Top of Entries supplied

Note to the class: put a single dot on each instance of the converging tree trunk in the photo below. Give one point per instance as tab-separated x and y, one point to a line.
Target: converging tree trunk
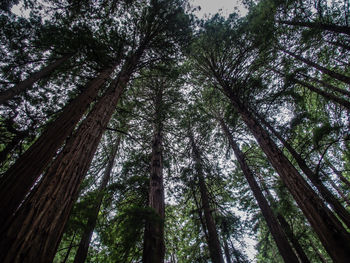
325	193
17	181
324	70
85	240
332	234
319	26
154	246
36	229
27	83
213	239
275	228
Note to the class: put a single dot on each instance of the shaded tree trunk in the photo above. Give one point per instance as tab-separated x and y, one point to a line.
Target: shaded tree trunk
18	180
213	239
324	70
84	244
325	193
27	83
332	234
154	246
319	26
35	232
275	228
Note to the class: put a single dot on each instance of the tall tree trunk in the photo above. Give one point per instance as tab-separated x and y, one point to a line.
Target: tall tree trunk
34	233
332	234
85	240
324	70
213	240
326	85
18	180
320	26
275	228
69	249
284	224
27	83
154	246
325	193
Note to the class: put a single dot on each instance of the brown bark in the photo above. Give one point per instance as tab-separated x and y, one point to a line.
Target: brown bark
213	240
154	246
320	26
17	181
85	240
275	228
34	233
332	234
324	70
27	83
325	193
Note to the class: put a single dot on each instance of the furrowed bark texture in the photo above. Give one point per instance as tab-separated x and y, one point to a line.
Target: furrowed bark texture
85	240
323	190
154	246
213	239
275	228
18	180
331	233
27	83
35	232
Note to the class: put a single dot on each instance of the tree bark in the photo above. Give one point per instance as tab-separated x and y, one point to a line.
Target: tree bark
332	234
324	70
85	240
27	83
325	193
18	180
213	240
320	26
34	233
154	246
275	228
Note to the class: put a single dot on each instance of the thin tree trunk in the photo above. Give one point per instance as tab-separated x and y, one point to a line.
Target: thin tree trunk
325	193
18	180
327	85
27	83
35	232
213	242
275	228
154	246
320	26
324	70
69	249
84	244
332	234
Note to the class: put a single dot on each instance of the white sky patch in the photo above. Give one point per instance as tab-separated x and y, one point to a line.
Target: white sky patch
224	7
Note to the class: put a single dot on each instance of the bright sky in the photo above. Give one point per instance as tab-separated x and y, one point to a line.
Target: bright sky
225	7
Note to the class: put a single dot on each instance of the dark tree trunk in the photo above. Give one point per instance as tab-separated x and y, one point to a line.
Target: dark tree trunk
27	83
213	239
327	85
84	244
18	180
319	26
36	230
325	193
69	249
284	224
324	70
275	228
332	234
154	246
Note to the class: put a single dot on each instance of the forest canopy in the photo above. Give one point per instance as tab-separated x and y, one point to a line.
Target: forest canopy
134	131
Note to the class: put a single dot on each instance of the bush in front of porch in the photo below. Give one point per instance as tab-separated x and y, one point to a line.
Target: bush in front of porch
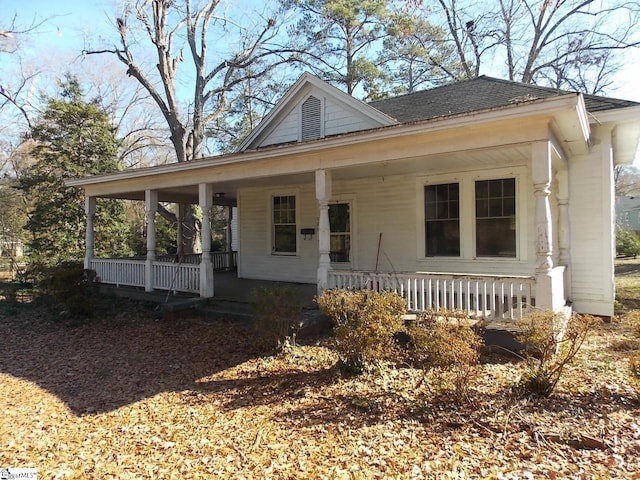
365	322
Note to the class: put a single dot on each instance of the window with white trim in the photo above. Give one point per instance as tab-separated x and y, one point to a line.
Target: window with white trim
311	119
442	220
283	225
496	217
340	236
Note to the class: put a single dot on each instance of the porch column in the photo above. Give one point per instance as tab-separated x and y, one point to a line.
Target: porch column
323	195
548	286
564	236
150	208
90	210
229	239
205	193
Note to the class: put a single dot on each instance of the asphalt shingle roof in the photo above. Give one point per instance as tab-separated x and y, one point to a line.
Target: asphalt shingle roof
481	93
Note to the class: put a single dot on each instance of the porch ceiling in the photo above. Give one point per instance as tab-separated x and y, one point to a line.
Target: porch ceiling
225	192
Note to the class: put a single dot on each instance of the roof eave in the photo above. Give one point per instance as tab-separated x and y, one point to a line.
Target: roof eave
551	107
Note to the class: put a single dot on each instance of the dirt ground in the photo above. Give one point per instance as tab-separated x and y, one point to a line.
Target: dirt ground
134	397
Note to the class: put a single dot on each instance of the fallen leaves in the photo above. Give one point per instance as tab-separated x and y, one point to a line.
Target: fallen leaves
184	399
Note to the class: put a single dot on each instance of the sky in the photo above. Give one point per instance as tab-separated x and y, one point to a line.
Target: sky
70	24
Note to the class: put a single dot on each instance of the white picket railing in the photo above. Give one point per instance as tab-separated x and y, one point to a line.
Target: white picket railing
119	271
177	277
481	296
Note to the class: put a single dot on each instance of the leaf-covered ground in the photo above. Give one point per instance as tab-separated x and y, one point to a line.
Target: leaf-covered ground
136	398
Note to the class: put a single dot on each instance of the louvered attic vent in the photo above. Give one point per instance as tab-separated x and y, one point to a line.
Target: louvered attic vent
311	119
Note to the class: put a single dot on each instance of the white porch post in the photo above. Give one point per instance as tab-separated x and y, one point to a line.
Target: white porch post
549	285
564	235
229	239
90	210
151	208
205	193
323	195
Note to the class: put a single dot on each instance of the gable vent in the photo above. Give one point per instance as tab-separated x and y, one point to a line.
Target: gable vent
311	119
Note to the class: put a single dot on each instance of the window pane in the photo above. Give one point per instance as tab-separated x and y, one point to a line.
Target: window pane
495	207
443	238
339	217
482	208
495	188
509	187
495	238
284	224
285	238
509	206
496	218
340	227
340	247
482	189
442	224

Bottom of Entries supplied

What the task asks:
The answer should be one number, the count of lines in the data that include the string "below".

Task solution:
2